(Excerpted records Opens)

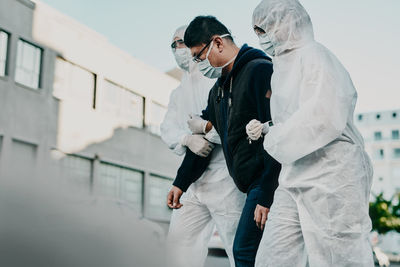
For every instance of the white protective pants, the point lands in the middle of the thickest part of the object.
(322, 220)
(205, 205)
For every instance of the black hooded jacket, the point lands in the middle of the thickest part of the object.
(233, 102)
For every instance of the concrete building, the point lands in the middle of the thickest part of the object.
(76, 107)
(381, 132)
(382, 142)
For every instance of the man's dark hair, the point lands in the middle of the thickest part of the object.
(202, 29)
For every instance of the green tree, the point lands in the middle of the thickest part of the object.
(385, 215)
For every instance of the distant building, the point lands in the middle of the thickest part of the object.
(177, 73)
(382, 142)
(381, 132)
(74, 106)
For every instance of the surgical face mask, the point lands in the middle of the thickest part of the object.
(266, 44)
(182, 57)
(207, 69)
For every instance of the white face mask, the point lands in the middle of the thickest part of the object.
(266, 44)
(183, 57)
(207, 69)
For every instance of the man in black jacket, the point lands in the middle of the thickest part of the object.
(240, 94)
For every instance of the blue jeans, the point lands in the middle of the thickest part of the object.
(248, 235)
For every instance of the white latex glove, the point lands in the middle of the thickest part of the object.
(255, 129)
(213, 136)
(196, 124)
(197, 144)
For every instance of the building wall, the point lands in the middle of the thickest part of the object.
(382, 142)
(379, 130)
(94, 119)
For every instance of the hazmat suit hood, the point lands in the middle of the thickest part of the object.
(286, 23)
(183, 57)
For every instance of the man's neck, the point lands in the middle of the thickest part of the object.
(234, 53)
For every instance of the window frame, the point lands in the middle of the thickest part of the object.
(7, 59)
(40, 70)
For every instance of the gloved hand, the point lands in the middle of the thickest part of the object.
(254, 129)
(196, 124)
(197, 144)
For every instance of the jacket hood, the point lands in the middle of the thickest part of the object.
(245, 55)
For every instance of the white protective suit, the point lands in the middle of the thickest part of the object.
(211, 201)
(320, 212)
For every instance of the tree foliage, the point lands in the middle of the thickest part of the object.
(385, 214)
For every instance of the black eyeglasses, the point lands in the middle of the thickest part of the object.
(197, 57)
(175, 43)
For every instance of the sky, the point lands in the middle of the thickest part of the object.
(363, 34)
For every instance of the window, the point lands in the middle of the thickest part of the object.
(156, 192)
(124, 104)
(378, 136)
(379, 154)
(396, 153)
(77, 171)
(23, 159)
(74, 83)
(156, 116)
(121, 183)
(395, 134)
(3, 52)
(28, 64)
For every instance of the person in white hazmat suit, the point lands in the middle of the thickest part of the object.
(319, 216)
(212, 200)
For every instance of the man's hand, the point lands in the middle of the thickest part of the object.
(255, 129)
(173, 198)
(196, 124)
(261, 216)
(198, 145)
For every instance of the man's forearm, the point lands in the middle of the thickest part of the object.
(208, 126)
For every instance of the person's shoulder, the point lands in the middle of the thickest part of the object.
(260, 66)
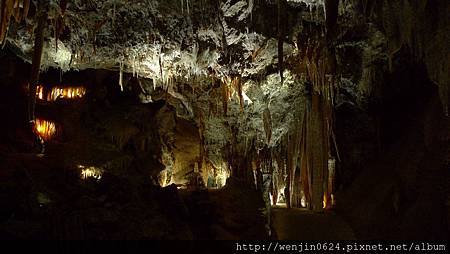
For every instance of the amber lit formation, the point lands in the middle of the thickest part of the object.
(45, 129)
(61, 93)
(90, 172)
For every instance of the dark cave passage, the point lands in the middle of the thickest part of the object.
(224, 120)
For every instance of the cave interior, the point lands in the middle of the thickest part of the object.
(224, 119)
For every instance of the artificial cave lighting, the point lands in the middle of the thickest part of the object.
(40, 92)
(90, 172)
(66, 93)
(58, 92)
(45, 129)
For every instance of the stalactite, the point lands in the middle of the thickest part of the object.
(267, 119)
(281, 15)
(121, 75)
(225, 96)
(37, 56)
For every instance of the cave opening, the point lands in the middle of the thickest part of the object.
(229, 119)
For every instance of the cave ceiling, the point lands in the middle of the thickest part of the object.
(183, 46)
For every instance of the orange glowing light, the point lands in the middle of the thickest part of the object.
(45, 129)
(40, 92)
(66, 93)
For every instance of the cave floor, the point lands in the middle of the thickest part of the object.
(301, 224)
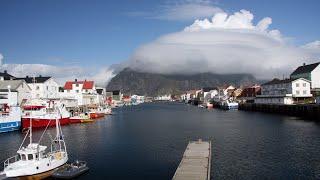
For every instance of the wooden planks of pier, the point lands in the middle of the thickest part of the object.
(196, 162)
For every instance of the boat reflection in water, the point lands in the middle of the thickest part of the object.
(32, 161)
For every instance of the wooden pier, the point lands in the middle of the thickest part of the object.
(196, 162)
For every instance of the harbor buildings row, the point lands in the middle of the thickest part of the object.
(302, 87)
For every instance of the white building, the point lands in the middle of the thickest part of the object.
(310, 72)
(286, 91)
(20, 87)
(42, 87)
(8, 97)
(6, 76)
(83, 91)
(101, 93)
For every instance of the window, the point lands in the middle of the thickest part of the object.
(30, 156)
(23, 157)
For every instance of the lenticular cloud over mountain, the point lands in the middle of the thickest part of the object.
(223, 44)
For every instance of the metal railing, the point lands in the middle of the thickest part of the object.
(11, 160)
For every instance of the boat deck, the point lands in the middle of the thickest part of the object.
(196, 162)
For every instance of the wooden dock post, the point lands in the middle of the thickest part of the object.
(196, 162)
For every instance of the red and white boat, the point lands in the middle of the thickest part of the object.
(43, 113)
(79, 118)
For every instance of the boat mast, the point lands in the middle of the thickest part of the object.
(34, 79)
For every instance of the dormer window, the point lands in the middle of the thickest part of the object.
(30, 156)
(23, 157)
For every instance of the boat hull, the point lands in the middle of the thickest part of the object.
(74, 121)
(10, 126)
(96, 115)
(42, 123)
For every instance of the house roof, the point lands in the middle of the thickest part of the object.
(6, 75)
(85, 84)
(278, 81)
(6, 90)
(14, 84)
(39, 79)
(99, 91)
(305, 68)
(207, 89)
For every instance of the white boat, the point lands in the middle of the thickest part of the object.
(228, 105)
(43, 112)
(32, 161)
(10, 118)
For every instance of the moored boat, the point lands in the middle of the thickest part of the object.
(229, 105)
(32, 161)
(43, 114)
(96, 112)
(10, 118)
(79, 118)
(70, 171)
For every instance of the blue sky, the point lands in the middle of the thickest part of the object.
(107, 32)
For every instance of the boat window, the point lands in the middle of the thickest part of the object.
(23, 157)
(30, 156)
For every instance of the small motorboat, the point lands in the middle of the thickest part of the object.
(86, 120)
(70, 171)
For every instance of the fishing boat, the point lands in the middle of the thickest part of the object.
(209, 105)
(229, 105)
(107, 110)
(96, 112)
(42, 113)
(71, 171)
(10, 118)
(79, 118)
(32, 161)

(Excerpted records Closes)

Your answer must consist of the entries, unchanged, with no pictures in it.

For every instance of the white protective pants, the point lands in the middle of the thickest part of the object.
(322, 220)
(205, 205)
For every instance of the black hooded jacket, the point lands in the middle of the thickest part of the object.
(233, 102)
For every instance of the concrete building, the point lands in the middle of the thickest part of the object.
(76, 107)
(381, 132)
(382, 142)
For every instance of the man's dark hair, the point lands in the middle of the thickest part of the object.
(202, 29)
For every instance of the green tree, the point lands in the middle of the thickest part of the object.
(385, 215)
For every instance of the distant building, the point lands in the middle of the thickest part of the object.
(177, 73)
(382, 142)
(381, 132)
(74, 106)
For every instance of the surgical face mask, the point lands in the middle of the thickest part of the object.
(266, 44)
(182, 57)
(207, 69)
For every instance of the white face mask, the point lands in the middle of the thickest part of the object.
(266, 44)
(183, 57)
(207, 69)
For every instance of the man in black jacket, the point lands in the middle of the thickest part of the object.
(240, 94)
For every instance of the blue jeans, the point lands in the middle of the thickest part of the object.
(248, 235)
For every instance of the white latex glove, the point lands in the middle of the thickest part of the object.
(255, 129)
(213, 136)
(196, 124)
(197, 144)
For every instance of the building wall, the point lands in the middle of the thickest part of the object.
(382, 142)
(379, 130)
(94, 119)
For every instance of the hazmat suit hood, the point lands in the middle of the thickest part of the object.
(286, 23)
(183, 57)
For every instance of the man's neck, the point lands in the middle of the thickest part of the object.
(234, 53)
For every instance of the window frame, the point lands in the middle of the thickest part of the object.
(7, 59)
(40, 70)
For every instance of the gloved hand, the point lands in the middle of the thickest part of the object.
(254, 129)
(196, 124)
(197, 144)
For every instance of the jacket hood, the point lands in the middle of the thickest part of the object.
(245, 55)
For every instance of the white protective suit, the point lands in the middle of the thickest part of the object.
(211, 201)
(320, 212)
For every instance of the tree foliage, the point lands in the middle of the thickest part of the object.
(385, 214)
For every instance of the black eyeglasses, the point lands in the middle of the thickest part of the object.
(197, 57)
(175, 43)
For every instance of the sky, the point lands in the middle of the thickest part of the object.
(363, 34)
For every instance of the window, the point lands in the middle of the thickest part of the object.
(156, 192)
(124, 104)
(378, 136)
(379, 154)
(396, 153)
(77, 171)
(23, 159)
(74, 83)
(156, 116)
(121, 183)
(395, 134)
(3, 52)
(28, 64)
For every instance of the person in white hazmat suit, the point lands in the middle of the thickest part of the object.
(319, 216)
(212, 200)
For every instance of the man's hand, the point lands in the middle of the thickest part of the object.
(255, 129)
(173, 198)
(196, 124)
(261, 216)
(198, 145)
For every instance of the man's forearm, the point lands in the middle of the thickest part of the object.
(208, 126)
For every instance of the person's shoulder, the point lands in the middle of the thickest part of the object.
(260, 66)
For every instance of the amber lit formation, the point lands in the middle of the thickest part of the object.
(45, 129)
(61, 93)
(90, 172)
For every instance of the dark cave passage, the point lands in the middle of the thickest part of the object.
(224, 120)
For every instance of the cave interior, the point lands in the middle of the thickest part of the object.
(224, 119)
For every instance of the artificial cave lighting, the point lands in the middle of the thickest part of the object.
(40, 92)
(90, 172)
(66, 93)
(58, 92)
(45, 129)
For every instance of the stalactite, the point lands in the middle of the thickest part of the object.
(267, 119)
(281, 15)
(121, 75)
(225, 96)
(37, 56)
For every instance of the cave opening, the point lands in the middle of the thickest part of the object.
(229, 119)
For every instance of the cave ceiling, the point lands in the middle of the thickest part of the object.
(183, 46)
For every instance of the orange glowing light, the point lands in the middle of the thickest part of the object.
(45, 129)
(40, 92)
(66, 93)
For every instance of the cave floor, the point lands in the middle of the thickest part of the object.
(301, 224)
For every instance of the wooden planks of pier, the point lands in the middle of the thickest part of the object.
(196, 162)
For every instance of the boat reflection in water, the point lands in the middle of the thickest part of the object.
(32, 161)
For every instance of the wooden pier, the point lands in the middle of the thickest part of the object.
(196, 162)
For every instance of the harbor buildings row, the point lands in the middle of the thickest part of the object.
(302, 87)
For every instance of the white building, the point lands in the middle of the thickest part of the object.
(310, 72)
(286, 91)
(20, 87)
(42, 87)
(8, 97)
(6, 76)
(83, 91)
(101, 93)
For every instance of the window, the point lands in the middle of the thickest part of the object.
(30, 156)
(23, 157)
For every instance of the lenticular cloud over mountain, the point lands in the middle of the thickest part of the object.
(223, 44)
For every instance of the metal railing, the point lands in the middle of the thickest part of the object.
(11, 160)
For every instance of the boat deck, the point lands in the middle of the thickest part of the object.
(196, 162)
For every instance of the wooden dock post, the point lands in the middle of the thickest part of the object.
(196, 162)
For every instance of the red and white boat, the point lands in the middle of the thickest part of the object.
(43, 113)
(79, 118)
For every instance of the boat mast, the point lands in the middle of the thickest part of the object.
(34, 79)
For every instance of the dormer window, the point lands in the middle of the thickest part of the object.
(30, 156)
(23, 157)
For every instance of the boat hull, the point lands in the middle of the thickest part of the object.
(74, 121)
(10, 126)
(96, 115)
(42, 123)
For every instance of the house roof, the point lands in the middle of the thickest part of the object.
(6, 75)
(85, 84)
(278, 81)
(6, 90)
(14, 84)
(39, 79)
(99, 91)
(305, 68)
(207, 89)
For every instance of the white boat, the point lands in the middle of the thickest part of the object.
(228, 105)
(43, 112)
(32, 161)
(10, 118)
For every instance of the moored boat, the point lands in the middle of the thickest part of the object.
(229, 105)
(32, 161)
(43, 114)
(96, 112)
(10, 118)
(79, 118)
(70, 171)
For every instance of the blue sky, the point lands in the middle of the thickest part of the object.
(107, 32)
For every instance of the boat window, the point lands in the middle of the thickest part of the object.
(23, 157)
(30, 156)
For every instance of the small motorboat, the point lands in the middle of the thickest part of the object.
(86, 120)
(70, 171)
For every instance of the fishing boat, the point lands in the middle of the thickest part of the object.
(209, 105)
(229, 105)
(107, 110)
(96, 112)
(42, 113)
(71, 171)
(10, 118)
(79, 118)
(32, 161)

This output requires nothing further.